*Extract:*
◇ ◇ ◇ ◇ ◇ ◇ ◇
Friday Prayers for Egypt: Regional Balance

Flag Cross QuranGod,

Help Egypt to honor her neighbors, near and far. Help her to satisfy commitments, repay debts, and work for peace.

Help her toward a wise and sovereign foreign policy.

Egypt is alive economically because of Saudi aid. Egypt supports their offensive in Yemen. Saudi Arabia desires the fall of Syria’s Assad. Egypt backs Russian strikes against Assad’s enemies.

Egypt appoints a culture minister who speaks against Wahhabism. Saudi welcomes a pro-Brotherhood luminary.

There are interests in international relations, God, but there are also principles. There is balance of power, but also use of power. Hard as it may be to determine, there is right and wrong.

Right is to honor neighbors. Right is to satisfy commitments. Right is to repay debts.

Right is to work for peace.
◇ ◇ ◇ ◇ ◇ ◇ ◇
*What to work on:*
(1) Answer these questions from the prayer about Egypt:
(a) What keeps Egypt alive economically?
(b) Egypt backs strikes by which country against Assad's enemies?
(c) What does the culture minister appointed by Egypt speak against?
(2) For each statement, say whether it agrees with the prayer about Egypt, and quote the words that decide it:
(a) Egypt supports the Saudi offensive in Yemen.
(b) The prayer asks that Egypt be helped toward a wise and sovereign foreign policy.
(c) Saudi Arabia wishes to keep Assad in power.
(3) Copy the passage of the prayer about Egypt starting at "Help Egypt to" and ending at "to repay debts.".
The records after the prayer come from a separate source.

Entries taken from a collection
◇ ◇ ◇ ◇ ◇ ◇ ◇
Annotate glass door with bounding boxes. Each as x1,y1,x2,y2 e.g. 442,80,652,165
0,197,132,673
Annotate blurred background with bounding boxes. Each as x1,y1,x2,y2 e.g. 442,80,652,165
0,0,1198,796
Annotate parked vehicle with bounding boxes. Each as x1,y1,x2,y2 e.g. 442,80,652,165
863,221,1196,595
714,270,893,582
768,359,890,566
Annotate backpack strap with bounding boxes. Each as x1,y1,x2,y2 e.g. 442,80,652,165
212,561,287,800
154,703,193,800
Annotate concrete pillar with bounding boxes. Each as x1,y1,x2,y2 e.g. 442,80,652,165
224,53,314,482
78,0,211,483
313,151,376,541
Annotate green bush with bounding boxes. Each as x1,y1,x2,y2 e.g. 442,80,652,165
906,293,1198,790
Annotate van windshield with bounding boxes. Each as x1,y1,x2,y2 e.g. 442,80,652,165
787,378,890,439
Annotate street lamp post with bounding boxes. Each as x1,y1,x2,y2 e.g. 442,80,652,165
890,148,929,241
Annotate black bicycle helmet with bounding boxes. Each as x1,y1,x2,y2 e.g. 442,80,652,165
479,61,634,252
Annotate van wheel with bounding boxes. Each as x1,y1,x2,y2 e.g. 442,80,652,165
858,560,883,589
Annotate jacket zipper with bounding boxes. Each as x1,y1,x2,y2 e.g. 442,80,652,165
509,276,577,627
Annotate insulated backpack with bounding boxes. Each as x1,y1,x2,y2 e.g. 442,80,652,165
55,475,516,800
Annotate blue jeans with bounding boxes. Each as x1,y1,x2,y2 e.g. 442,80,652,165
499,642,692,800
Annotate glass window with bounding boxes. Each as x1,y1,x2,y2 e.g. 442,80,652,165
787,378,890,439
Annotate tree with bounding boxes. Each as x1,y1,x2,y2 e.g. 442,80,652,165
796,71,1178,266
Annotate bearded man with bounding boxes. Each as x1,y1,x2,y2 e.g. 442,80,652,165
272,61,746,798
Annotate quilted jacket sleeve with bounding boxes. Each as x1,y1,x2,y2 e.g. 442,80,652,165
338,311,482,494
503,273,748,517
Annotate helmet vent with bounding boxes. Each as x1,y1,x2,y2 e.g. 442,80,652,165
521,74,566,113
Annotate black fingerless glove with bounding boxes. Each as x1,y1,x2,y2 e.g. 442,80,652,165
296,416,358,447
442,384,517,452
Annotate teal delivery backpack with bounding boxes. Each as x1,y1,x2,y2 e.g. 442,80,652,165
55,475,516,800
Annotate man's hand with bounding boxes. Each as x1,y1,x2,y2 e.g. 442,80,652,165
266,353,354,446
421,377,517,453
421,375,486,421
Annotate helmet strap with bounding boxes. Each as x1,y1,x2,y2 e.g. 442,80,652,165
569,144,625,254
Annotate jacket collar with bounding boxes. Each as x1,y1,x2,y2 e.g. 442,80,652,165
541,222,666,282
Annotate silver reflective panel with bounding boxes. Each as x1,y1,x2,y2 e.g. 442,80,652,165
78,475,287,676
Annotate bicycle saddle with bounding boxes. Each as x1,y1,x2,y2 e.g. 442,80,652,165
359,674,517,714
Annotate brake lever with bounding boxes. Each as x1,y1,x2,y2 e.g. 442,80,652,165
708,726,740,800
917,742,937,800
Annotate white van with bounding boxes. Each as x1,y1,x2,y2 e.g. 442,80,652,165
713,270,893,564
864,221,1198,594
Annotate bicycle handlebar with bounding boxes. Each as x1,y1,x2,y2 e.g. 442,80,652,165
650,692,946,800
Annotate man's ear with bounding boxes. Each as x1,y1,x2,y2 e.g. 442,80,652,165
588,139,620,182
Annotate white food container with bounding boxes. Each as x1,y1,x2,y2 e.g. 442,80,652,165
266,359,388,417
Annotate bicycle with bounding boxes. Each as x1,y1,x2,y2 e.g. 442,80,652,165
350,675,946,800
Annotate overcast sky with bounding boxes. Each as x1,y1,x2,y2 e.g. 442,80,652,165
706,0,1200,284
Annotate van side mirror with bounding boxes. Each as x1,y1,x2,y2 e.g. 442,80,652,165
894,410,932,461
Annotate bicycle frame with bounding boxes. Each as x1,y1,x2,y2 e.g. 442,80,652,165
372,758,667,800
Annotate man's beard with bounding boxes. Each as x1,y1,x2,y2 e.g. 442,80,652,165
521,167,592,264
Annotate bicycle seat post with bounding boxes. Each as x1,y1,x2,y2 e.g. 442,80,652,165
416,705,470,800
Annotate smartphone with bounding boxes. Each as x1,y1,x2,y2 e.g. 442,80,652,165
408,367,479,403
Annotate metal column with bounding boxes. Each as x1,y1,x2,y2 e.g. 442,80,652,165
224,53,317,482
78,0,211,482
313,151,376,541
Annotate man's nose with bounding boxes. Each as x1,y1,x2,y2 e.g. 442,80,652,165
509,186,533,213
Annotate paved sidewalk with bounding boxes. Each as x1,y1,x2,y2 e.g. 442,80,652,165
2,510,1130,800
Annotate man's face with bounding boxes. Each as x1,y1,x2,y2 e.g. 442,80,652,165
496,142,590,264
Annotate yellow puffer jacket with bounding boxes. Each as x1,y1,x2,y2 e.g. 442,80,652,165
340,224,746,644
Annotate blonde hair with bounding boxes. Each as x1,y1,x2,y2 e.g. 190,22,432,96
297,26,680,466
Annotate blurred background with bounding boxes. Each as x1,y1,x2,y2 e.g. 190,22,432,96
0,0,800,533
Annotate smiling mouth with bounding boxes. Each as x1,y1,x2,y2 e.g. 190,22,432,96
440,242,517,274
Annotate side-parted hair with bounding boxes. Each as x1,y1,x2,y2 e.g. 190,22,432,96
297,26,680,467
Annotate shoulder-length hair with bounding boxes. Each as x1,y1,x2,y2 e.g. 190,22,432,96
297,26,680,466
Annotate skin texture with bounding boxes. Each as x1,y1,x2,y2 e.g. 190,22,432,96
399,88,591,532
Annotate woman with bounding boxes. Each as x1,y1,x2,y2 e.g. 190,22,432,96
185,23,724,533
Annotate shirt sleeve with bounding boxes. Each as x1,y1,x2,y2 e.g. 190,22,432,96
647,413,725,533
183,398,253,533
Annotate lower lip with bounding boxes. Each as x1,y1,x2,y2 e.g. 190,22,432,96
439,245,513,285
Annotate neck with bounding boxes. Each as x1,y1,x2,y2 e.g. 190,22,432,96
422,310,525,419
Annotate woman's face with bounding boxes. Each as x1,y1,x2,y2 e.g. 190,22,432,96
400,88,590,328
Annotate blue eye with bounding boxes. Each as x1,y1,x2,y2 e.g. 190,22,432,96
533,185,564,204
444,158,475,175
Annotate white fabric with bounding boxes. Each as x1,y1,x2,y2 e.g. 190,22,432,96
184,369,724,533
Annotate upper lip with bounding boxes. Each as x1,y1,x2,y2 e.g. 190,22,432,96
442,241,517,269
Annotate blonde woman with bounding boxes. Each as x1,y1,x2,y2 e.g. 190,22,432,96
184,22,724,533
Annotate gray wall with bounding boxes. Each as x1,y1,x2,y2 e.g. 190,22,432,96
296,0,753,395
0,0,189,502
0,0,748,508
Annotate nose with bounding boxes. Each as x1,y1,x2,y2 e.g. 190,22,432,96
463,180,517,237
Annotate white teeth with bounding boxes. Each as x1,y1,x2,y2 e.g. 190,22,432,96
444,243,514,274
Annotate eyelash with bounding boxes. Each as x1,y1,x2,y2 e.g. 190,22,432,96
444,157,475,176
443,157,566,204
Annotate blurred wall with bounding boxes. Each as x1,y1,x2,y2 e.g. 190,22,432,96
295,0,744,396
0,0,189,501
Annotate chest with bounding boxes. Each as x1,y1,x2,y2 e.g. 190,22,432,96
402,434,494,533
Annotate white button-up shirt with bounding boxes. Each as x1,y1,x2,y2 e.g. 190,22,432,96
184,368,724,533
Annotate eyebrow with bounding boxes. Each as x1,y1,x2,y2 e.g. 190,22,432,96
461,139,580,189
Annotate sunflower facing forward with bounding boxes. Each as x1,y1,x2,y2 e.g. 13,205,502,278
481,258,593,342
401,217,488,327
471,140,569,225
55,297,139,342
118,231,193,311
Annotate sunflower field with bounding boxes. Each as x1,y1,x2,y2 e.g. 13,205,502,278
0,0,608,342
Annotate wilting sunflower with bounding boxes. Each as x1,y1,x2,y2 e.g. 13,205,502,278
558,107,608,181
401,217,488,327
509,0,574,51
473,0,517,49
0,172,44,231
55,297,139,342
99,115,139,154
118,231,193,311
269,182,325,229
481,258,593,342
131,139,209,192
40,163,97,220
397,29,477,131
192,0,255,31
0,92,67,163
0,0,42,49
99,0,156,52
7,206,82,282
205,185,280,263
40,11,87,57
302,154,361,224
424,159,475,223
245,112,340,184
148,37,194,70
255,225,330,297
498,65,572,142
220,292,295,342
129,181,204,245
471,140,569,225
◇ ◇ ◇ ◇ ◇ ◇ ◇
*Answer list:*
(1)
(a) Saudi aid.
(b) Russia.
(c) Wahhabism.

(2)
(a) Yes: "Egypt supports their offensive in Yemen."
(b) Yes: "Help her toward a wise and sovereign foreign policy."
(c) No: "Saudi Arabia desires the fall of Syria’s Assad."

(3)
Help Egypt to honor her neighbors, near and far. Help her to satisfy commitments, repay debts, and work for peace.

Help her toward a wise and sovereign foreign policy.

Egypt is alive economically because of Saudi aid. Egypt supports their offensive in Yemen. Saudi Arabia desires the fall of Syria’s Assad. Egypt backs Russian strikes against Assad’s enemies.

Egypt appoints a culture minister who speaks against Wahhabism. Saudi welcomes a pro-Brotherhood luminary.

There are interests in international relations, God, but there are also principles. There is balance of power, but also use of power. Hard as it may be to determine, there is right and wrong.

Right is to honor neighbors. Right is to satisfy commitments. Right is to repay debts.